**Work instruction 1**
Rewrite the paragraph beginning "Ledell Lee was sentenced to death" in the article on Ledell Lee below as a short bulleted list that keeps its main facts.
**Work instruction 2**
Answer these questions using the article on Ledell Lee below.
(a) In what month and year was Lee sentenced to death?
(b) Which part of the murder weapon did the family's legal team have tested for DNA?
(c) What item wrapped around the club had DNA that seems to match?

New DNA has been found on the murder weapon used to convict an inmate, four years after the Arkansas man was executed.
Ledell Lee was sentenced to death in October 1995 in Pulaski County, Arkansas, after he was found guilty of murdering 26-year-old Debra Reese. He had maintained his innocence since he was arrested for the murder right up until his execution in April 2017.
"My dying words will always be, as it has been, 'I am an innocent man,'" Lee told the BBC prior to his death in 2017.
Now, per CNN, attorneys representing the family of the death row inmate say DNA not belonging to Lee was found on the murder weapon, which calls into question Lee's death sentence.
"I think if those results had been had before he was executed, he'd still be alive," Lee Short, who had been Ledell Lee's attorney, told CNN.
The family's legal team commissioned DNA tests on the handle of the wooden club that was used to kill Reese in 1993. In April, they revealed that the results showed the DNA of an unknown person.
The DNA seems to match that found on a bloody white shirt that was wrapped around the club. However, it is not known whether the DNA originated from the blood or from other parts of the body such as skin.

**Provided data**

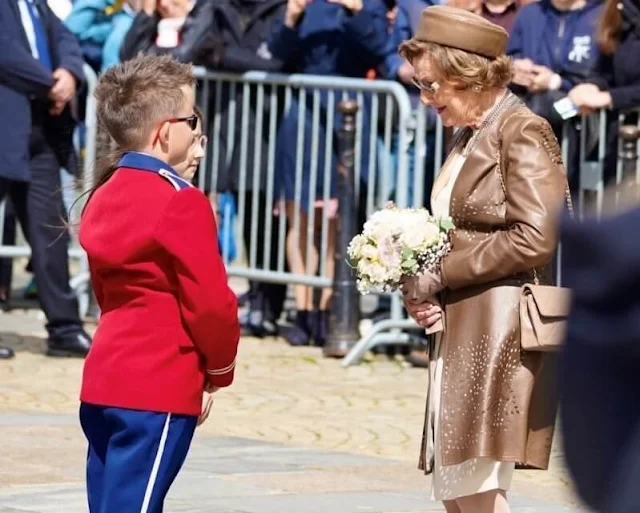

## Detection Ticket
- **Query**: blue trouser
[80,403,197,513]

**Exercise answer 1**
- Ledell Lee was sentenced to death in October 1995 in Pulaski County, Arkansas.
- He was found guilty of murdering 26-year-old Debra Reese.
- He maintained his innocence from his arrest until his execution in April 2017.

**Exercise answer 2**
(a) October 1995
(b) The handle of the wooden club
(c) A bloody white shirt